**PROVIDED PASSAGE**
* * * *
We, that is, my group and I, all remember that classic adventure from the old days where everyone has the option to sit down and eat at the ghostly banquet.  You choose to eat each food, or drink each drink, as you see fit; each thing you eat or drink has some effect on you.  Some were good, some were bad, some were good if you made your save and bad if you didn’t, and if I remember right one was good if you failed your save, and neutral if you succeeded.  Some of the characters who went through that adventure (when I ran it for my “new” group a year or so back) are still around; one never needs to eat (but may if he wants to), while another can use ESP once per week.  Those characters, and their players, earned their dose of awesomeness in actual play.

Special snowflake syndrome is irritating enough in real life; why should we encode it in the rules of our games as well?

Metarules

by Solomoriah

One of the things about the Old School that’s not obvious to everyone is that what you don’t write down is as important as what you do. Sometimes I refer to this as the “metarules” of the game.

For example, the “1-n on 1d6, sometimes adjusted by ability bonus” mechanic, or some variation of it, is used in several places in the rules. But never do I explain it in any general fashion, and I’m not going to. Novice GMs will apply the rule only as written, but as they become more experienced, they find that the mechanic is more generally useful than it appears. If I chose to explain it, to make it an abstract mechanic, it would change its nature.
* * * *
**PROVIDED MATERIAL**
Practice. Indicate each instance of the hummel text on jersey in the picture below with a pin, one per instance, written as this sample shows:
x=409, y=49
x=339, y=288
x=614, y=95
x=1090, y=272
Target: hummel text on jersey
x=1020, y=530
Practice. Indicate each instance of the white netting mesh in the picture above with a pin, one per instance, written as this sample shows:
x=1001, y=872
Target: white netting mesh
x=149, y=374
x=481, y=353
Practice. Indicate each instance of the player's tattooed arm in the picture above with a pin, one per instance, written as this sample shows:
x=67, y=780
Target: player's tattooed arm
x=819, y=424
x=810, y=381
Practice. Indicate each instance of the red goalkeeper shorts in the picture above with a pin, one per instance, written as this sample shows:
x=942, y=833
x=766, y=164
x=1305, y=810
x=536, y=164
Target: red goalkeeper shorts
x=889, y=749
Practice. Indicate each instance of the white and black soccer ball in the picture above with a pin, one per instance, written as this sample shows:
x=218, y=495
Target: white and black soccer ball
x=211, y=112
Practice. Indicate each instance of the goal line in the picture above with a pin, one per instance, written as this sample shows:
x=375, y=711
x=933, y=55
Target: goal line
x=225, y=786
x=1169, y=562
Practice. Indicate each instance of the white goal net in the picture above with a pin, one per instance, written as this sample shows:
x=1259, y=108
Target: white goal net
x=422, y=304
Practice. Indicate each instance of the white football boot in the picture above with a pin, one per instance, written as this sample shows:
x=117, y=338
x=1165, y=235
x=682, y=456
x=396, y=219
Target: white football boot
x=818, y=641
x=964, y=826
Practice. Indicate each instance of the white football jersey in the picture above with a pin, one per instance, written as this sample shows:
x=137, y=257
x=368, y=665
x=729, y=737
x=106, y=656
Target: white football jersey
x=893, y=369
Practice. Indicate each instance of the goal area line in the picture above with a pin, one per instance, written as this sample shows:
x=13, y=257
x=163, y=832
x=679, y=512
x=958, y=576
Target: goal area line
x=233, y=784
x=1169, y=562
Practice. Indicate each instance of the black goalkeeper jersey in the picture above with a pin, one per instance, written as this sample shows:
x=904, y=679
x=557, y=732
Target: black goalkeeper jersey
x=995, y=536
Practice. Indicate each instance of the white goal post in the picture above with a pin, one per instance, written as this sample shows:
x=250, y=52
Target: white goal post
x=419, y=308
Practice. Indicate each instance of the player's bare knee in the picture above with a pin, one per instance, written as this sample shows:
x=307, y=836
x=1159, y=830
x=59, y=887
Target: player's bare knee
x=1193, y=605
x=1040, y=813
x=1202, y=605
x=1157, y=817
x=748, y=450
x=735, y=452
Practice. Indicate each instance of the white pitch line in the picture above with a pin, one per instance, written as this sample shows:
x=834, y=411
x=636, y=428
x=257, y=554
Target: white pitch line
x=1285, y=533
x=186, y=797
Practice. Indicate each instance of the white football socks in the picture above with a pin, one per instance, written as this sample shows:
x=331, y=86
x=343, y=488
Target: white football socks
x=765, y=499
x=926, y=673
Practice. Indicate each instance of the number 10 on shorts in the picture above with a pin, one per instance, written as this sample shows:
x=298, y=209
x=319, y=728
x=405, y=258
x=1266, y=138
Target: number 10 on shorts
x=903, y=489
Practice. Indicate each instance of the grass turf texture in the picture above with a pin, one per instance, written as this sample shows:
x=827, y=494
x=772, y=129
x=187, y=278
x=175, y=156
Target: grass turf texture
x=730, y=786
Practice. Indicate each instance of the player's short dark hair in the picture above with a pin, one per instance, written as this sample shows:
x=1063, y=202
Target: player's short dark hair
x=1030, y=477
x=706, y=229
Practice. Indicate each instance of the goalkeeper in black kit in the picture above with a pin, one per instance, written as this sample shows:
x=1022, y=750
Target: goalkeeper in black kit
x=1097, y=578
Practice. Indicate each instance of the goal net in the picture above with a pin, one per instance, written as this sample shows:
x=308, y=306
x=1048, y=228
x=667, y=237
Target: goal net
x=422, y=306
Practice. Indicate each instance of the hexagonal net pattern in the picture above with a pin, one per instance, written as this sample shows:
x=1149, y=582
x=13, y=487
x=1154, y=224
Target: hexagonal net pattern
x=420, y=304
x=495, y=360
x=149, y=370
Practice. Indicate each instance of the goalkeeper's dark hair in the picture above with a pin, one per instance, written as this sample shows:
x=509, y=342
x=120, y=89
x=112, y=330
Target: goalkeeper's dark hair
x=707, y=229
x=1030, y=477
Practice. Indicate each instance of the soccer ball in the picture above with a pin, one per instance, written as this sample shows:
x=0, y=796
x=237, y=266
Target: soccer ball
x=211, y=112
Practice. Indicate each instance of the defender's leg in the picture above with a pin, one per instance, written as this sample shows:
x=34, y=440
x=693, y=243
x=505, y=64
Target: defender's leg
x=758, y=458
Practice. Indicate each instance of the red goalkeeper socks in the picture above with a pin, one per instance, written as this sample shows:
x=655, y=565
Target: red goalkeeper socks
* * * *
**REQUIRED TASKS**
(1) From the game-rules excerpt, list every kind of outcome the food or drink at the ghostly banquet could have.
(2) Carry on writing the game-rules excerpt from the point where it stops.

**RESPONSE LIST**
(1)
- Good
- Bad
- Good if you made your save and bad if you didn't
- Good if you failed your save and neutral if you succeeded

(2)
The “unified mechanic” of modern games is like that. It becomes a hammer… as in, when all you have is a hammer, everything looks like a nail. If I codified the d6 mechanic above, it would become a single hammer, rather than a set of similar hammers useful in different circumstances. Some GMs would be less willing to change the rule, while others would try to apply the rule in places where it was not really appropriate.

But instead, I provide similar, but not identical, rules in several places.  As the GM gains experience (GMXP?), he or she notices the similarity, and the differences as well.  When a player wants to try something for which there’s no rule written, the GM may remember the d6 rule, and see that some variation of it is appropriate to the situation.

I’ve learned from long experience that the things I figure out for myself I know far better than the things that are prescribed to me.  For the purposes of the game, I choose to keep the rules simple and brief, but provide interesting, varied game mechanics to stimulate the imagination of the GM, rather than to try to figure out every possible thing that might happen and write a rule for it.  Or, to write a “unified mechanic” that supposedly covers every situation, but isn’t necessarily appropriate to all of them.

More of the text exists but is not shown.